#### [EXERCISE BRIEF]
Repeat exactly, and only, the lines from the one containing "Where can you see the parked" through the end of the records.

━━ GIVEN DATA

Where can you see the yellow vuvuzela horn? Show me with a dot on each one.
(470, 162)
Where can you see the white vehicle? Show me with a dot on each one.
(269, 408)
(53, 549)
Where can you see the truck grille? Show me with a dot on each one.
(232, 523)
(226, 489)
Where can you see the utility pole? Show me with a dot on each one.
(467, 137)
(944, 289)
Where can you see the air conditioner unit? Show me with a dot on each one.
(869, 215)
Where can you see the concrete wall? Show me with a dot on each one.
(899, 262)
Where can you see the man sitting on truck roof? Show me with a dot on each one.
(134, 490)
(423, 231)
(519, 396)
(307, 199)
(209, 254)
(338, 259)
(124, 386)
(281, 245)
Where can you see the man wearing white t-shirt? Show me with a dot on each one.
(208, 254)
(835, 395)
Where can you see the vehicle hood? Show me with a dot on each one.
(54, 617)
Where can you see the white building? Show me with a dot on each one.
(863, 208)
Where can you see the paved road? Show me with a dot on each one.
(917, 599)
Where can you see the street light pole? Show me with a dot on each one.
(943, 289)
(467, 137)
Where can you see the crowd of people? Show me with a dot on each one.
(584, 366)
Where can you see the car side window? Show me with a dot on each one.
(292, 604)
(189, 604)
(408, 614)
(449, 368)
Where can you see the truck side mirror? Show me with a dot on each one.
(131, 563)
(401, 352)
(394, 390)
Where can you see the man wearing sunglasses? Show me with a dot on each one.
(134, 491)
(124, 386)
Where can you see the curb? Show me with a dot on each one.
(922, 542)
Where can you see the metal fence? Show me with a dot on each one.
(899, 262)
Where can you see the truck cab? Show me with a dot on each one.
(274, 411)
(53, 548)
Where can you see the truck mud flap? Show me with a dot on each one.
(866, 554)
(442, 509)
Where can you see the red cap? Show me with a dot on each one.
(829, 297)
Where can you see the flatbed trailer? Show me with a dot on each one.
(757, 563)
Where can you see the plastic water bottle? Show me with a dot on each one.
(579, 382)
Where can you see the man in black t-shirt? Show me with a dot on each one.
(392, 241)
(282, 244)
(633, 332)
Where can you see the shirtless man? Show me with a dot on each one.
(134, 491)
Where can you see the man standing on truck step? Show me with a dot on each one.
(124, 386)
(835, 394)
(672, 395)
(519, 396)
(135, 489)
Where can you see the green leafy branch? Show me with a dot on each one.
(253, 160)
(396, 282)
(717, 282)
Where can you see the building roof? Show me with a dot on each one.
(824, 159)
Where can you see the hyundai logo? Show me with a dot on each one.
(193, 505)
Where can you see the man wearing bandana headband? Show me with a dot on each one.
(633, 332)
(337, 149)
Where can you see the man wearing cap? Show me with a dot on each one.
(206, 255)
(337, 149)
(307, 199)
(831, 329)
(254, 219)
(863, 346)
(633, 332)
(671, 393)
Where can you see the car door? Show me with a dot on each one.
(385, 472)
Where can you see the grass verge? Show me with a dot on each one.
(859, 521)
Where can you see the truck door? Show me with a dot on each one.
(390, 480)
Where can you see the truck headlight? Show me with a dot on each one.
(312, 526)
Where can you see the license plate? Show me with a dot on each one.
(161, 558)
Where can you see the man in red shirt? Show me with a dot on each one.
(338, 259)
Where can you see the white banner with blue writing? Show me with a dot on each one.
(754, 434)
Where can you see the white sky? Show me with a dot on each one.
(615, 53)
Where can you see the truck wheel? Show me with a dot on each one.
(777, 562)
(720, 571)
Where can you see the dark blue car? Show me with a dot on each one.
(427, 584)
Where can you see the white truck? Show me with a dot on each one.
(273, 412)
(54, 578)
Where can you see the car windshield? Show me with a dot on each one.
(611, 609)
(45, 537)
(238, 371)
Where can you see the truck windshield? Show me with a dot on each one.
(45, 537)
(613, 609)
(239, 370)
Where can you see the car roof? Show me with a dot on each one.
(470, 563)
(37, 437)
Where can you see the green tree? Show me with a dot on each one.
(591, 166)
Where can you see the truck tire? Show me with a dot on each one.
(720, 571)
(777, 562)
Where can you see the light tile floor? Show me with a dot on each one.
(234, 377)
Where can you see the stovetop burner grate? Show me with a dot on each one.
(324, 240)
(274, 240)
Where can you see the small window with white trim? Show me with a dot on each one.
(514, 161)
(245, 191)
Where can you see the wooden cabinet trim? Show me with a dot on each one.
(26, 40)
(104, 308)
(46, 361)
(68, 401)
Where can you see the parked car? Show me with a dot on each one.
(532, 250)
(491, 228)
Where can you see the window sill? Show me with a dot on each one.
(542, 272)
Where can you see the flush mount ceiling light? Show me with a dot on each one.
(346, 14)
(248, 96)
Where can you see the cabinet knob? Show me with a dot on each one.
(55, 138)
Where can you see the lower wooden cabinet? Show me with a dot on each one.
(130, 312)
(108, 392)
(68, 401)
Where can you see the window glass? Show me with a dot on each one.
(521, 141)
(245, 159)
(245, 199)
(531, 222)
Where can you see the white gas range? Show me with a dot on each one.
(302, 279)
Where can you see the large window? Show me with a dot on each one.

━━━━

#### [REPLY TO THE TASK]
Where can you see the parked car? Show me with a dot on each one.
(532, 250)
(491, 228)
Where can you see the window sill? Show me with a dot on each one.
(542, 272)
Where can you see the flush mount ceiling light? Show me with a dot on each one.
(346, 14)
(248, 96)
Where can you see the cabinet knob? Show me with a dot on each one.
(55, 138)
Where can you see the lower wooden cabinet? Show me with a dot on each one.
(130, 312)
(108, 392)
(68, 401)
Where can you see the window glass? Show me with a dot on each one.
(521, 141)
(245, 159)
(245, 199)
(531, 222)
Where can you see the white gas range? Show me with a dot on each one.
(302, 279)
Where can you see the large window? Show me with a dot on each one.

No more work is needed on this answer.